▸ Written request:
Report every line of the records below that contains the word "metal", copying each such line in full.
^^^^^^^^^^^^^^^^
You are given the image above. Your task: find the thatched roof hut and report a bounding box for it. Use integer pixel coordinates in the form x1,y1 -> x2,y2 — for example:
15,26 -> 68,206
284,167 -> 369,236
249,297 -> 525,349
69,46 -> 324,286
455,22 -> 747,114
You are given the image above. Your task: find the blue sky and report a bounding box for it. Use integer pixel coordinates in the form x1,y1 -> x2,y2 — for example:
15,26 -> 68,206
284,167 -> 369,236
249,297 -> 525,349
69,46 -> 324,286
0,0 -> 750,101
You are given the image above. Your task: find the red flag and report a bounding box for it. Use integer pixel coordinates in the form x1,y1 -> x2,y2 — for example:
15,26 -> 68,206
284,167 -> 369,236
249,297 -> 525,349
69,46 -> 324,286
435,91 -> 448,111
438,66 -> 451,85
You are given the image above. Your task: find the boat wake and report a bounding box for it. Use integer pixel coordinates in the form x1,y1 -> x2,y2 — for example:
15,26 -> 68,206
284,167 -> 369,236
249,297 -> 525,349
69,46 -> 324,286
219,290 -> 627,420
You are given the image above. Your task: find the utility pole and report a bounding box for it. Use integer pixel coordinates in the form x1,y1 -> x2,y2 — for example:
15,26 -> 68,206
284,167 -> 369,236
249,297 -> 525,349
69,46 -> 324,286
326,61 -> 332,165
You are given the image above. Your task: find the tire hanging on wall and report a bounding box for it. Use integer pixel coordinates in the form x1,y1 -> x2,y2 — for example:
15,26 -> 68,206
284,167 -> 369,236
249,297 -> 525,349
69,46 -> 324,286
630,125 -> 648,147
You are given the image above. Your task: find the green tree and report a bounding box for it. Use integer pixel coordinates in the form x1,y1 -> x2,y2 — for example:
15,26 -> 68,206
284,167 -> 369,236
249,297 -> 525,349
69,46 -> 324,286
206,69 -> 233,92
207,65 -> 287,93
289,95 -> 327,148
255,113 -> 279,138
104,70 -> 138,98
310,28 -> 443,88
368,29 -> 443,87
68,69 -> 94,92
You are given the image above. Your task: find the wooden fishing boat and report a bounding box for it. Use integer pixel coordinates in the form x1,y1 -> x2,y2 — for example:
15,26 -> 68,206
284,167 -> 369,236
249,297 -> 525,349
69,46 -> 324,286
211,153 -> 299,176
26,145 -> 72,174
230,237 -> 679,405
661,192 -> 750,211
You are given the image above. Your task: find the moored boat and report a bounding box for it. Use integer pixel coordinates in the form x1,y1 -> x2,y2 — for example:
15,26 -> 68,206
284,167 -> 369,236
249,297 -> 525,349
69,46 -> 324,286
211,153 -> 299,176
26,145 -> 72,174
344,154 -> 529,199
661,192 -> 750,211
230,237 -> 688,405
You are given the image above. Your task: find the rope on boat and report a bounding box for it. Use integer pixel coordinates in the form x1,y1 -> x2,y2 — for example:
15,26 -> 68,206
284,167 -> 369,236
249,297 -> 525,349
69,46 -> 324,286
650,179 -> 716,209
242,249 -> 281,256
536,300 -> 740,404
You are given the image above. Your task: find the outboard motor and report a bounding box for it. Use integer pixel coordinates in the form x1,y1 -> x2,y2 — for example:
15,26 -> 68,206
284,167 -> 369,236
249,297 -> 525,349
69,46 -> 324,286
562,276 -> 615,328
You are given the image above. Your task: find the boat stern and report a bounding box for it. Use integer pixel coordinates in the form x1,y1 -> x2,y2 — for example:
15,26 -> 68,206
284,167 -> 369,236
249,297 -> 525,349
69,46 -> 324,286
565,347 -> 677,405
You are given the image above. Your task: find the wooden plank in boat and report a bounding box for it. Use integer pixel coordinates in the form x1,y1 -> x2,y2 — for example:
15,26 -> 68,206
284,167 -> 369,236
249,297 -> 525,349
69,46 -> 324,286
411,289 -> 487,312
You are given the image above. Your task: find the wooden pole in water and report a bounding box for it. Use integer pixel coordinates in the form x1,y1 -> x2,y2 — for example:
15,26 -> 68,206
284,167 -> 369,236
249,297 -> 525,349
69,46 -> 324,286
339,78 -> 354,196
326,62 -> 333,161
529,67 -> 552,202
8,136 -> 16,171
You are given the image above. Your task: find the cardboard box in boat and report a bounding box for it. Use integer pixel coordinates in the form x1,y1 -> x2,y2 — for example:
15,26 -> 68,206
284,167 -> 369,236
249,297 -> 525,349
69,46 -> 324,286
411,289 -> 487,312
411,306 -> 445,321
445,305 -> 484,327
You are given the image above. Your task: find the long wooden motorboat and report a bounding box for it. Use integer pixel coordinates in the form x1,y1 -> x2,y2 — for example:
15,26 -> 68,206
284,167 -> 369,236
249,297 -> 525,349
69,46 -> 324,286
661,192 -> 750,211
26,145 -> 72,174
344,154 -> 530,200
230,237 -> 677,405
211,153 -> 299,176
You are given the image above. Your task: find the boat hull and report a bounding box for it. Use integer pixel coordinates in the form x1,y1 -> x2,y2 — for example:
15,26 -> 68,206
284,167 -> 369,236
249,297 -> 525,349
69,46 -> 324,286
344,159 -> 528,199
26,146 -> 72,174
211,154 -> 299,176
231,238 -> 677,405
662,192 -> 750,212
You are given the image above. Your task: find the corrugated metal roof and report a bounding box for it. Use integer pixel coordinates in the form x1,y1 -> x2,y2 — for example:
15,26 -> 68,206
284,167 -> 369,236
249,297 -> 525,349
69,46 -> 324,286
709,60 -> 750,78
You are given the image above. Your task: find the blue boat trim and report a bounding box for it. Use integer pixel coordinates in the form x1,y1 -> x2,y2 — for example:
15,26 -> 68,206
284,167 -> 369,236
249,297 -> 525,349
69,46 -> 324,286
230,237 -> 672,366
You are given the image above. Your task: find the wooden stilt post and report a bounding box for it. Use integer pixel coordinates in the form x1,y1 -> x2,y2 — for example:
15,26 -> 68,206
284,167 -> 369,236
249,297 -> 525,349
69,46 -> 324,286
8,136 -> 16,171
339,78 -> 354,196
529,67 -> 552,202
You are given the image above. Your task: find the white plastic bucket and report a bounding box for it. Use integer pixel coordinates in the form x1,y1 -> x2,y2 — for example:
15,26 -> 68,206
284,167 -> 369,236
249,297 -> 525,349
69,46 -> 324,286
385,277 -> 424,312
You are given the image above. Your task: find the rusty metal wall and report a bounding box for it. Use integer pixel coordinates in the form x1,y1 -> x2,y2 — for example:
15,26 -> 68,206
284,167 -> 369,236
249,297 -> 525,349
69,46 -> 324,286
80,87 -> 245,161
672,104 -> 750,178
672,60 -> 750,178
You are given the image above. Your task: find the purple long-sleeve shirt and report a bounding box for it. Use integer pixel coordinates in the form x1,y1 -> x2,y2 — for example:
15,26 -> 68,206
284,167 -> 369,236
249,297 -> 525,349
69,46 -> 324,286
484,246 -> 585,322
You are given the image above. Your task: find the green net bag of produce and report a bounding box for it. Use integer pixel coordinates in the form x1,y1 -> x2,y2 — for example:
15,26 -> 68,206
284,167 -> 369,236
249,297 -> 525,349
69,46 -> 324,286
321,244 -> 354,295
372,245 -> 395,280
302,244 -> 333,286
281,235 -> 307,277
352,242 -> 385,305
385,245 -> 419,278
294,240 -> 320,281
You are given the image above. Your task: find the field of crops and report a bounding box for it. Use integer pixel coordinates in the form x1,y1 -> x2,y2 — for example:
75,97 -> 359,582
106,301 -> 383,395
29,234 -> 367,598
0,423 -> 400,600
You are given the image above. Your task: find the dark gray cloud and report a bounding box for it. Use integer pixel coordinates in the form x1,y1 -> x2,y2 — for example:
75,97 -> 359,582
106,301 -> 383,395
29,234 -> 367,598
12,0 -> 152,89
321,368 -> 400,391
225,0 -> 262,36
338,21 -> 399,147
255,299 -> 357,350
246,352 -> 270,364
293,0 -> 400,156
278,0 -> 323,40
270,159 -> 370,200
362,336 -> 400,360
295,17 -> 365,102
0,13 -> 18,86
^^^^^^^^^^^^^^^^
▸ Right answer:
You are given the image above. Your task: find the corrugated metal roof and report a bounding box for it. Use integer pixel coordinates in the form x1,y1 -> x2,y2 — for example:
You are given the image above. Your task: find the rusty metal wall and report a bounding box for it. Use integer pixel coordinates in the form x1,y1 -> x2,y2 — for example:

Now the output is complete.